===== Input data =====

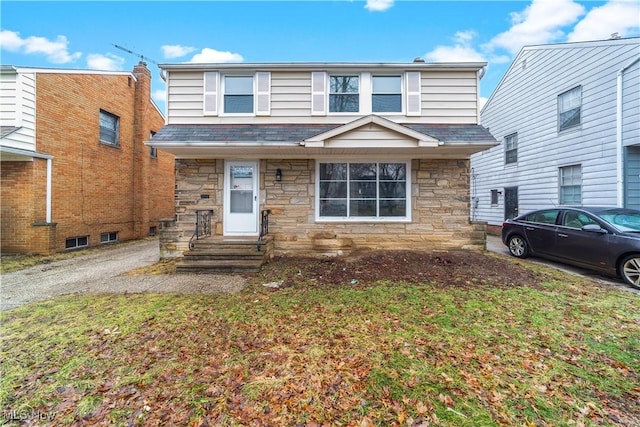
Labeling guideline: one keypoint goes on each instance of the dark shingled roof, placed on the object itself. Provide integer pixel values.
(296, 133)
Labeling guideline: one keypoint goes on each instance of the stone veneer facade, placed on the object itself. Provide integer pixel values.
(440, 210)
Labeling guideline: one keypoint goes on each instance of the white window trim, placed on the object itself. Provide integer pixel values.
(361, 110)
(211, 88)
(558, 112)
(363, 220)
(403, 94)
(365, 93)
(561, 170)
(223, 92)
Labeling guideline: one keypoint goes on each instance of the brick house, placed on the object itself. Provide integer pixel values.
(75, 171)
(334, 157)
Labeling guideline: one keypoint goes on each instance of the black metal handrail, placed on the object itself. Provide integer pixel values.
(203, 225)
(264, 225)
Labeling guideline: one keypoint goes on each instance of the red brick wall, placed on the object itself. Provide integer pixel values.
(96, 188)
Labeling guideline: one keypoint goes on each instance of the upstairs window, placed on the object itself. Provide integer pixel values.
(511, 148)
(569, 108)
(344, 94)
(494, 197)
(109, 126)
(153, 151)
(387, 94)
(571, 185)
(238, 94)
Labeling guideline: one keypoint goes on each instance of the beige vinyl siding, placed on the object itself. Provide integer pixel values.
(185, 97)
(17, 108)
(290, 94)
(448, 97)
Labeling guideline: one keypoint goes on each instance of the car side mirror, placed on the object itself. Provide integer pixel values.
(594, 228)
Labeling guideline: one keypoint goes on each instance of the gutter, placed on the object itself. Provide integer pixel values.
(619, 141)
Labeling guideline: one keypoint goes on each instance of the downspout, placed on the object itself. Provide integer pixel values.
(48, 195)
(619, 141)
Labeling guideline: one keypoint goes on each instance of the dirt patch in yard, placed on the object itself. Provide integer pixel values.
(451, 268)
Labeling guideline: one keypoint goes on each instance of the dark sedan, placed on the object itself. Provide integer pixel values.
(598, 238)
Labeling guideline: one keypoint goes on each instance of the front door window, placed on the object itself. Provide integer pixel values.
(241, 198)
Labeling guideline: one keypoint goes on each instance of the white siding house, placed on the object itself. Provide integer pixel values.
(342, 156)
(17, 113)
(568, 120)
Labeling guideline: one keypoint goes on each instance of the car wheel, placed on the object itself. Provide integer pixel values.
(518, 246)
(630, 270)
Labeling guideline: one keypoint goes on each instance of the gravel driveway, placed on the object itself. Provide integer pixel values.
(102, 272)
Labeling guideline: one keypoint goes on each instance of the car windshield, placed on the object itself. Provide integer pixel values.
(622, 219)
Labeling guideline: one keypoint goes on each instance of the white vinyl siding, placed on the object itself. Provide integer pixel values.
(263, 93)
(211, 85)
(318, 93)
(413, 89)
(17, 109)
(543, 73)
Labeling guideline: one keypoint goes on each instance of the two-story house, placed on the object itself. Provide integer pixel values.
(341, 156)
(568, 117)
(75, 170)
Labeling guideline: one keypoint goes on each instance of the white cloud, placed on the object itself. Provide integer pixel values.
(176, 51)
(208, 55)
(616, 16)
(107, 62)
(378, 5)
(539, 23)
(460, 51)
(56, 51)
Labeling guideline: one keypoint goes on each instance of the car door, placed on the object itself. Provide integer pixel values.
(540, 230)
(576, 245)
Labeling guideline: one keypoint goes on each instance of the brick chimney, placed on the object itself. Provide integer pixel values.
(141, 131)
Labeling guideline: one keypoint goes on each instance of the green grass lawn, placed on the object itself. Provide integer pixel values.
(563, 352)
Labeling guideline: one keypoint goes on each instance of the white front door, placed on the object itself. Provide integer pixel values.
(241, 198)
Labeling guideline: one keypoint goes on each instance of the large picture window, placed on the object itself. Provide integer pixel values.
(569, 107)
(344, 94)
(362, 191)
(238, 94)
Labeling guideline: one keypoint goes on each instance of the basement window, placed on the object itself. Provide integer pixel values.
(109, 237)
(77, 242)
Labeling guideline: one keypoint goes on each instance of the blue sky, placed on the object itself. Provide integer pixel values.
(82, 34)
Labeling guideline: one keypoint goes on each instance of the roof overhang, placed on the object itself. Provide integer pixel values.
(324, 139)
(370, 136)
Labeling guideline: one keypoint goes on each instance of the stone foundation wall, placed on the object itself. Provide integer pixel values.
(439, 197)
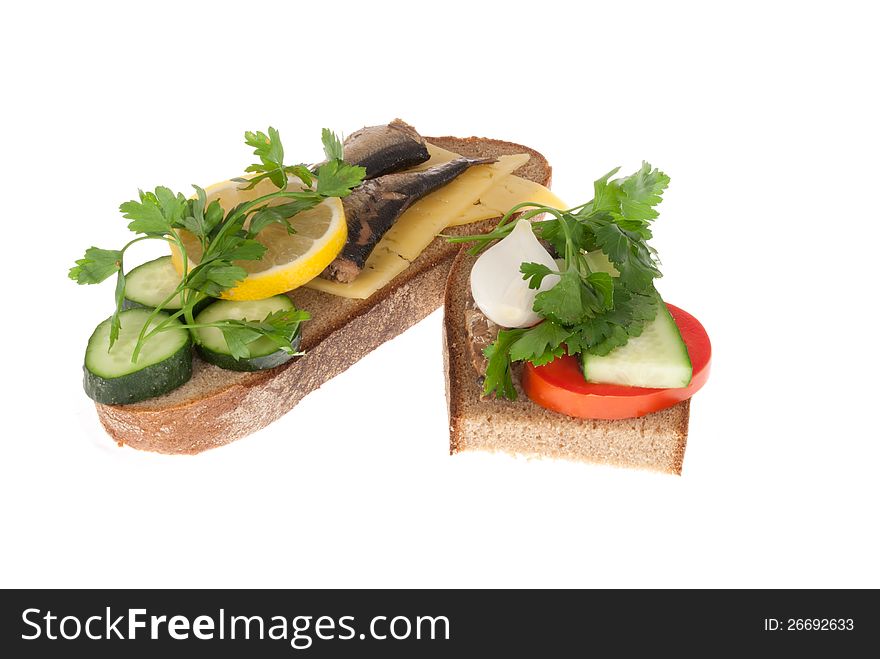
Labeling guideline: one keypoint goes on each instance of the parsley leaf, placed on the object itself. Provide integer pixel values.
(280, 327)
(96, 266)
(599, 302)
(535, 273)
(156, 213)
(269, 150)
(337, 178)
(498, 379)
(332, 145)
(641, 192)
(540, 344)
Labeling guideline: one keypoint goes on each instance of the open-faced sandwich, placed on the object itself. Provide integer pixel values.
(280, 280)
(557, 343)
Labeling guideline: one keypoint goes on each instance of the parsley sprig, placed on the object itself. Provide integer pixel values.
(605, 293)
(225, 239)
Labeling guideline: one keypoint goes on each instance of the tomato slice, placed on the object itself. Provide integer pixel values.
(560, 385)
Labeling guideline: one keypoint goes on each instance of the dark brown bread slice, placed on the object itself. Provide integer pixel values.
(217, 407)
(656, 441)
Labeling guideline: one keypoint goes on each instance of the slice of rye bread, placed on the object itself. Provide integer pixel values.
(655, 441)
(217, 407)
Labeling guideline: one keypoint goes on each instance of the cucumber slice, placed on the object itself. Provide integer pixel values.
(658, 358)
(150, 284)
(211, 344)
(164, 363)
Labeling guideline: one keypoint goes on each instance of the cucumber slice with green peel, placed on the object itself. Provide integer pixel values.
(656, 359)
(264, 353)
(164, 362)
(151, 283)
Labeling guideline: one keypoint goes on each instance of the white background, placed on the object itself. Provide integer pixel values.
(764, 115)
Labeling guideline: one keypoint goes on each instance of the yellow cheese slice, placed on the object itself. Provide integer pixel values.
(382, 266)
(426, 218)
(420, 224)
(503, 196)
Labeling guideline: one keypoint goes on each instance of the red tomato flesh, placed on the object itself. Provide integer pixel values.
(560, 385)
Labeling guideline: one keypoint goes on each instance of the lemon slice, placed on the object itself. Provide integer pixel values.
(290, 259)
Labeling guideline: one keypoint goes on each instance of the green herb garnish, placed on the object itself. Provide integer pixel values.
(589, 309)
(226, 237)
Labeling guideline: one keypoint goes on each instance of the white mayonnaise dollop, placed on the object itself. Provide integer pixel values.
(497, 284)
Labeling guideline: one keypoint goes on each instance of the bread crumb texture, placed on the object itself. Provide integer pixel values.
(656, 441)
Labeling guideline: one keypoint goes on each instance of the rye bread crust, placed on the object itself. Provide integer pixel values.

=====

When copying the entries above, keep each word as it is and exclude any image.

Labeling guideline: one keypoint goes on each instance of the dark shingled roof, placed on the object itself. Provide integer pixel values.
(296, 133)
Labeling guideline: one keypoint goes on each instance of the stone veneer facade, placed on the object itself. Provide integer pixel values.
(440, 210)
Labeling guideline: one keypoint goes on each instance of the white window trim, placed on the object itself. Provide integer pixel values.
(361, 110)
(211, 88)
(558, 112)
(363, 220)
(403, 94)
(365, 93)
(561, 170)
(223, 92)
Labeling guideline: one keypoint goes on each instance of the brick house, placed on the object itself. Provide integer pixel values.
(75, 171)
(334, 157)
Labeling guideline: one keypoint goes on each instance of the black metal handrail, placed on the object itself. Provide integer pixel values.
(203, 225)
(264, 225)
Labeling guideline: one keypoint goes on each instance of the red brick wall, placed on the object itself. Provide integer pixel values.
(96, 188)
Labeling guideline: one keypoint goes on each instance of the upstairs window, placed on the object itself. Provide integer pixel values.
(511, 148)
(569, 108)
(344, 94)
(494, 197)
(109, 126)
(153, 151)
(387, 94)
(571, 185)
(238, 94)
Labeling guideline: one keypoint goes on each instance of the beige vinyl siding, placed on the object itself. Provide integer pixel values.
(185, 97)
(17, 108)
(290, 94)
(448, 97)
Labeling guideline: one keypoint goes on each instance of the car side mirror, placed on the object itself. Provide integer pixel values.
(594, 228)
Labeling guideline: one keypoint goes on each instance of the gutter, placed on the object itself. Provide integer pixel values.
(619, 141)
Labeling guideline: one keypoint goes on each instance of the downspout, placed on the object itself. Provide integer pixel values.
(48, 195)
(619, 141)
Labeling guideline: one keypoint goes on each instance of the dirt patch in yard, placed on the object itself. Provide integer pixel values.
(451, 268)
Labeling guideline: one keypoint goes on each instance of the dark sedan, placed on the object itself. Provide integer pixel values.
(598, 238)
Labeling guideline: one keypoint goes on each instance of the front door window, placed on the object itself. Provide integer pixel values.
(241, 198)
Labeling guideline: one keypoint goes on each instance of the white siding house, placed on the object itself. Provide integer pixel values.
(342, 156)
(17, 113)
(568, 120)
Labeling guideline: one keypoint goes on each instance of the car wheel, placed on the object itself. Provide integer pixel values.
(518, 246)
(630, 270)
Labeling guideline: one keypoint goes on each instance of the gravel driveway, placed on the object itself. Provide integer pixel values.
(102, 272)
Labeling guideline: one keypoint goes on each instance of the car windshield, placed on the object itself. Provide integer pixel values.
(622, 219)
Labeling guideline: one keypoint goes on each instance of the white vinyl siding, placed on the object itself. Provide integer pixel values.
(263, 93)
(211, 85)
(318, 93)
(413, 89)
(17, 109)
(543, 73)
Labeling guideline: one keypoint goes on each instance of the two-story house, placed on the object itself. Provide integer pixel values.
(341, 156)
(568, 117)
(75, 170)
Labeling guideline: one keypoint goes on each instance of the white cloud, placed on the object itself. Provide integer pixel values.
(176, 51)
(208, 55)
(616, 16)
(107, 62)
(378, 5)
(539, 23)
(460, 51)
(56, 51)
Labeling guideline: one keypoint goes on each instance of the car door, placed on the object itself. Provide integer pixel values.
(540, 230)
(576, 245)
Labeling guideline: one keypoint goes on each instance of the brick chimney, placed on the object itself. Provide integer pixel values.
(141, 131)
Labeling guideline: one keypoint goes on each instance of the green grass lawn, placed on the object itself. Provide integer pixel values.
(563, 352)
Labeling guideline: one keypoint goes on each instance of the white front door, placed on the object itself. Provide integer pixel values.
(241, 198)
Labeling guideline: one keypoint goes on each instance of the large picture window, placed on the object itself. Provide integer pixel values.
(569, 107)
(344, 94)
(362, 191)
(238, 94)
Labeling guideline: one keypoint goes on each instance of the basement window, placed on the object itself. Provide integer pixel values.
(109, 237)
(77, 242)
Labeling guideline: one keypoint goes on each instance of the blue sky, placed on the object itself. Provide integer pixel values.
(82, 34)
Labeling guideline: one keypoint goes on each instance of the roof overhang, placed on the object itself. Provide integer pixel values.
(324, 139)
(370, 136)
Labeling guideline: one keypoint goes on each instance of the stone foundation wall, placed on the object itself. Provide integer pixel values.
(439, 197)
Labeling guideline: one keypoint goes on each instance of the parsley leaf, placed on the object itself. Provide integer pixel values.
(280, 327)
(96, 266)
(599, 302)
(535, 273)
(156, 213)
(269, 150)
(337, 178)
(498, 379)
(332, 145)
(641, 192)
(540, 344)
Labeling guideline: one keypoint goes on each instance of the open-faced sandwich, placed on the object itself. Provide integer pixel values.
(280, 280)
(557, 343)
Labeling guideline: one keypoint goes on each instance of the parsley sprig, placed on the object itself. Provide integer pixel values.
(605, 293)
(225, 239)
Labeling guideline: one keypoint goes on each instance of the tomato slice, placed on the object itself. Provide integer pixel values.
(560, 385)
Labeling guideline: one keypoint goes on each instance of the dark brown bread slice, placed on the object itself. Provide integer pixel values.
(217, 407)
(656, 441)
Labeling guideline: one keypoint goes on each instance of the slice of rye bread, placed on the object itself. Provide integer pixel values.
(655, 441)
(217, 407)
Labeling guideline: one keypoint goes on each instance of the cucumber slice, placed on the object itself. Provide integer pixel values.
(658, 358)
(150, 284)
(211, 344)
(164, 363)
Labeling guideline: one keypoint goes on each instance of the cucumber slice with green peel, placed on the object itself. Provide integer pixel values.
(656, 359)
(264, 353)
(164, 362)
(151, 283)
Labeling guideline: one keypoint goes on each instance of the white background, placed on the object itself. Provide integer pixel values.
(764, 115)
Labeling guideline: one keypoint goes on each instance of the yellow cheese slice, placed on the object itself. Provide integer pixel values.
(382, 266)
(426, 218)
(420, 224)
(503, 196)
Labeling guideline: one keypoint goes on each instance of the red tomato flesh, placed on the object itself. Provide integer pixel values.
(560, 385)
Labeling guideline: one keypoint goes on each instance of the lemon slice, placed on the object itself. Provide integer pixel values.
(290, 259)
Labeling guideline: one keypoint goes on each instance of the green herb garnish, placed on the object itself. Provide integer pixel values.
(589, 309)
(226, 237)
Labeling guideline: one keypoint goes on each instance of the white mayonnaise dollop, placed on the object itself. Provide integer pixel values.
(497, 284)
Labeling guideline: one keypoint goes on each instance of the bread crumb texture, placed on the object itself. Provide integer pixel values.
(656, 441)
Labeling guideline: one keypoint goes on each instance of the rye bread crust, placed on the object itself. Provide integer pixel values.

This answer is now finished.